[Material provided]
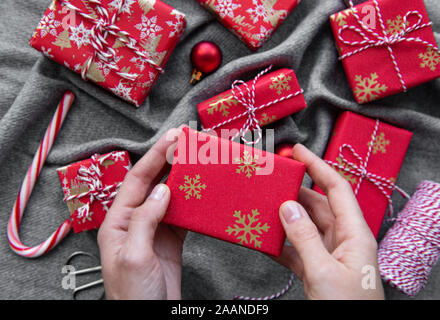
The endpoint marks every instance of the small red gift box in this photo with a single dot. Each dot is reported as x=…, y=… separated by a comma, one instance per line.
x=122, y=45
x=253, y=21
x=231, y=191
x=397, y=36
x=277, y=95
x=368, y=154
x=90, y=186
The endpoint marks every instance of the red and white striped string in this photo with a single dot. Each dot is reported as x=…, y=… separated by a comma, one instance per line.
x=29, y=183
x=360, y=170
x=104, y=25
x=272, y=296
x=384, y=39
x=91, y=176
x=247, y=99
x=411, y=247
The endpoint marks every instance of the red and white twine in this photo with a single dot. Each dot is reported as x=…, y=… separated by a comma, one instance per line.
x=360, y=170
x=384, y=39
x=247, y=99
x=104, y=25
x=272, y=296
x=411, y=247
x=91, y=176
x=28, y=184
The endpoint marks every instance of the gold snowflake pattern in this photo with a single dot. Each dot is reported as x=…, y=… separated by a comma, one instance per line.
x=368, y=89
x=380, y=143
x=192, y=187
x=343, y=173
x=265, y=119
x=280, y=83
x=247, y=164
x=248, y=231
x=395, y=26
x=222, y=104
x=430, y=59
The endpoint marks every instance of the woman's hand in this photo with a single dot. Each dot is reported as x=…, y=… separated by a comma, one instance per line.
x=334, y=252
x=142, y=258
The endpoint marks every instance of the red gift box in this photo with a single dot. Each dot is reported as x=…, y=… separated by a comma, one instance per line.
x=122, y=50
x=277, y=95
x=253, y=21
x=90, y=186
x=399, y=40
x=231, y=191
x=368, y=154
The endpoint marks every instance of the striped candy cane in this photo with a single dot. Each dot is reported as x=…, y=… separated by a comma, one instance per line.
x=29, y=183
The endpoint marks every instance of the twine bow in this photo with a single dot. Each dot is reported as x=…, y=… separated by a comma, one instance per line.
x=104, y=24
x=245, y=94
x=359, y=169
x=97, y=191
x=377, y=40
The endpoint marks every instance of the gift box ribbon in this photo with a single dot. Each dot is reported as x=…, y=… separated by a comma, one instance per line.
x=92, y=177
x=360, y=170
x=104, y=24
x=384, y=40
x=246, y=96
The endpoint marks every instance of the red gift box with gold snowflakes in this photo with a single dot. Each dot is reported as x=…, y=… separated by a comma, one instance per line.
x=231, y=191
x=252, y=21
x=386, y=47
x=90, y=186
x=121, y=45
x=368, y=153
x=275, y=95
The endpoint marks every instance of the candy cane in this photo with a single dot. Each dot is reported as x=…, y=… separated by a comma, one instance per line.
x=29, y=183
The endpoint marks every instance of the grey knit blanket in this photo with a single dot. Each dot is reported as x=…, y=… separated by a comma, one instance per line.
x=31, y=86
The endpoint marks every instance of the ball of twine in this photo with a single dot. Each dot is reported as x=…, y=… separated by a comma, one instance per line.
x=411, y=247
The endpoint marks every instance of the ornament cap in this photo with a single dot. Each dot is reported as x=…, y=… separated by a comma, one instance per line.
x=196, y=76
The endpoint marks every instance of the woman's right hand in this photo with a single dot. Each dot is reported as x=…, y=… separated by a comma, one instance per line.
x=334, y=252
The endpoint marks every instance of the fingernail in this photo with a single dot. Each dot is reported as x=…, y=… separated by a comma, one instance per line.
x=158, y=192
x=291, y=212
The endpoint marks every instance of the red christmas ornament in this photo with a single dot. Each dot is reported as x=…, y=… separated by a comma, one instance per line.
x=284, y=150
x=206, y=57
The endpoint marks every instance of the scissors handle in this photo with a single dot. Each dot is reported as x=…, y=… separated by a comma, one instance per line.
x=88, y=270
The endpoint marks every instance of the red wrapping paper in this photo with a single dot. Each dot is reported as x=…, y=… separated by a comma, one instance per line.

[Short task]
Reproduce the full material exactly, excluding the pictures.

[Expected answer]
The endpoint marks every instance of the small red gift box in this photo with a single dot. Each dot is reported as x=…, y=… separated by a comma, one instance per line.
x=122, y=45
x=253, y=21
x=231, y=191
x=397, y=36
x=277, y=95
x=368, y=154
x=90, y=186
The endpoint marks every instance of the red and white striped string in this photo with a single dot. Each dot is reported as x=…, y=… separated by a comma, one instance per line.
x=29, y=183
x=360, y=170
x=104, y=25
x=272, y=296
x=384, y=39
x=91, y=176
x=247, y=99
x=411, y=247
The endpoint marks every instance of the red and white twine in this photo with a single dot. Each dot is reported as x=…, y=… separated by a comma, one instance per line.
x=360, y=170
x=384, y=39
x=247, y=99
x=104, y=25
x=272, y=296
x=411, y=247
x=91, y=176
x=28, y=184
The endpoint marks every instance of the gold snowflake pattern in this photo with a single dot. Each dot is reported as x=…, y=… separated by a comma, one instance per line.
x=368, y=89
x=380, y=143
x=192, y=187
x=343, y=173
x=265, y=119
x=280, y=83
x=247, y=164
x=248, y=231
x=395, y=26
x=222, y=104
x=430, y=59
The endpoint marks every instance of the woman's hand in this photo with a single dot. Each dot is reported as x=…, y=… separated by a comma, one instance per line.
x=334, y=252
x=142, y=258
The endpoint marks every instance of the red gift box in this photo with a single dot. Each dot is reported as x=…, y=… separated by a comma, one instance per line.
x=122, y=50
x=277, y=95
x=253, y=21
x=90, y=186
x=399, y=40
x=231, y=191
x=368, y=154
The endpoint marks every instance of the striped candy cane in this photo with a single dot. Each dot is reported as x=…, y=… separated by a comma, one instance per line.
x=29, y=183
The endpoint marks every instance of the twine bow in this photo with a single dot. Each dot is reported as x=…, y=… separated by a comma, one instance per line.
x=104, y=24
x=245, y=94
x=359, y=169
x=97, y=191
x=377, y=40
The endpoint marks every instance of the gift box ribbon in this photo with a single dot. Each dot is reported as x=…, y=… separated by a comma, one instance per line.
x=92, y=177
x=360, y=170
x=104, y=24
x=384, y=40
x=246, y=96
The endpoint marks every instance of the red gift box with gold snowflakes in this photo with a single dot. Each dot is reported as x=…, y=… separated by a comma, one instance per line.
x=231, y=191
x=252, y=21
x=386, y=47
x=90, y=186
x=121, y=45
x=368, y=153
x=275, y=95
The endpoint marks every instance of the candy cane in this photo with a single dot. Each dot is reported as x=…, y=… separated by a comma, one instance per line.
x=29, y=183
The endpoint marks every instance of the grey knit blanket in this photo with a single dot. Each dot is reported as x=…, y=… separated by a comma, one instance per line.
x=31, y=86
The endpoint marks every instance of the ball of twine in this photo with a single dot. Each dot is reported as x=…, y=… separated by a comma, one instance per line.
x=411, y=247
The endpoint marks every instance of the ornament cap in this photo with a single dot. Each dot is reported as x=…, y=… separated by a comma, one instance per line.
x=196, y=76
The endpoint marks every instance of the woman's right hand in this photo with a single dot. Each dot is reported as x=…, y=… separated by a comma, one instance per line.
x=334, y=252
The endpoint marks every instance of the fingernail in this photo with a single dot. Each dot is reported as x=…, y=… separated by a comma, one instance per line.
x=158, y=192
x=291, y=212
The endpoint marks every instance of the red christmas ornament in this photo with a single dot. Each dot is reported as x=…, y=… separated by a comma, one instance per line.
x=284, y=150
x=206, y=57
The endpoint marks every instance of the scissors handle in this photo with a single dot. Each dot is reported as x=…, y=… separated by a comma, one instance per line.
x=88, y=270
The endpoint marks every instance of the red wrapping paper in this photo with a single dot. Each dot is reported as x=…, y=… separated by a comma, one instance per line.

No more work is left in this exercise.